▸ About this exercise
Return only those lines of the listing in which "hallway" appears.

▸ Dataset excerpts

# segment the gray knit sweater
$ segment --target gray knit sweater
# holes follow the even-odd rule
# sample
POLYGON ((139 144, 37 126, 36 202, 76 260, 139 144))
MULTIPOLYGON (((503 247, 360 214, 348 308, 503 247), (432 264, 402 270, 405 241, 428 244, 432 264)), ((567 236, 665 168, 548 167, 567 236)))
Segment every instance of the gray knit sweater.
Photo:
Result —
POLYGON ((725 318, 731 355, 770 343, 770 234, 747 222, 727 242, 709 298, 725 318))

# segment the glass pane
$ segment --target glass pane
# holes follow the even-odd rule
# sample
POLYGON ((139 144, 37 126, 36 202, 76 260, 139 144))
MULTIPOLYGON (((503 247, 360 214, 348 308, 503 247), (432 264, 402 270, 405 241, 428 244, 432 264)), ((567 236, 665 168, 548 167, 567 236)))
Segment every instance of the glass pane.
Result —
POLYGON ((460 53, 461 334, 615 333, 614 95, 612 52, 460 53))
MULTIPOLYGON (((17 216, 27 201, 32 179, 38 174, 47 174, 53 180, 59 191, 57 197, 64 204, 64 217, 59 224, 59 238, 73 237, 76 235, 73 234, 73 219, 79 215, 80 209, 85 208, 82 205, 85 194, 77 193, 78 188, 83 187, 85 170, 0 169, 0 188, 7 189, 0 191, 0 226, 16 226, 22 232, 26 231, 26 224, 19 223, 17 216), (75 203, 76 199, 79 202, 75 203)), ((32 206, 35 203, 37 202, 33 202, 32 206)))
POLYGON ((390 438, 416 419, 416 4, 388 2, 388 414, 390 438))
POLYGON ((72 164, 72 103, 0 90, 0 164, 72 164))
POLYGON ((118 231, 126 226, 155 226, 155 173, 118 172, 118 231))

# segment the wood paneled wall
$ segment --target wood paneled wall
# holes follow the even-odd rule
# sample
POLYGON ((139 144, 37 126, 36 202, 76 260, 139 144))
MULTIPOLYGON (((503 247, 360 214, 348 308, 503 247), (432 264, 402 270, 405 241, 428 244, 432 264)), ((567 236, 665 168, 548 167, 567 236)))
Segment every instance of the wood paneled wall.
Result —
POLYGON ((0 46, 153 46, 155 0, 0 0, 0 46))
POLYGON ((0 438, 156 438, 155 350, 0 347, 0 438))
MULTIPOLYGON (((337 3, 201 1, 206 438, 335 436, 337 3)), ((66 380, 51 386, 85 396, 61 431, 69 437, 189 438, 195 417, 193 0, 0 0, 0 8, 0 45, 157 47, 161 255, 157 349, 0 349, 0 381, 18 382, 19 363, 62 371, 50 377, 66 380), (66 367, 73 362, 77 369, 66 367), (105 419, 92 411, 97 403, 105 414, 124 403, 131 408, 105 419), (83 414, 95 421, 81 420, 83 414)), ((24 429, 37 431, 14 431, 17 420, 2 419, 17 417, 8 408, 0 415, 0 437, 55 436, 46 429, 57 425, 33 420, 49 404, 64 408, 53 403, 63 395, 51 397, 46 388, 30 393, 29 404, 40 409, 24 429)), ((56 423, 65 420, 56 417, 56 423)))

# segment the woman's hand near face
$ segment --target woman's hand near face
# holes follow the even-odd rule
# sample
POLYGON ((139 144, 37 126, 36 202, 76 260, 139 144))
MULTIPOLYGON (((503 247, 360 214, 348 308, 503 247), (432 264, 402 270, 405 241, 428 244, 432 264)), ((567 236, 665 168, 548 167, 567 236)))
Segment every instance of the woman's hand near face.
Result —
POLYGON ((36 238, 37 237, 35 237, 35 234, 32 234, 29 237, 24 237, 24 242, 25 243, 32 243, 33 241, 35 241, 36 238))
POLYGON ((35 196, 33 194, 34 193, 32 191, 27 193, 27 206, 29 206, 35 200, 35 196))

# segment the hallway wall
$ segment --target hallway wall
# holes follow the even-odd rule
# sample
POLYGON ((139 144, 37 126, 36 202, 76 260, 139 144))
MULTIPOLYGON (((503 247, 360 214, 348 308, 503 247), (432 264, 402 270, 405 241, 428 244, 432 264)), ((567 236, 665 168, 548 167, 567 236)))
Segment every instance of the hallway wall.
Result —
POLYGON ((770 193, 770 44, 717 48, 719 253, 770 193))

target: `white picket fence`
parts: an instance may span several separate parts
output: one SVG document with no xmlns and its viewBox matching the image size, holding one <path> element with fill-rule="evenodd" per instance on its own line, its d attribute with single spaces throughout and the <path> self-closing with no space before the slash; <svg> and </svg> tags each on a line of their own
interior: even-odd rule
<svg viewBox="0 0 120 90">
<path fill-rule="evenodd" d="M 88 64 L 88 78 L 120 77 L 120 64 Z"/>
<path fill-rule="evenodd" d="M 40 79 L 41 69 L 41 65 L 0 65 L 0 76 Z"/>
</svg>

▸ Answer to the problem
# segment the hallway wall
$ segment --target hallway wall
Segment every instance of the hallway wall.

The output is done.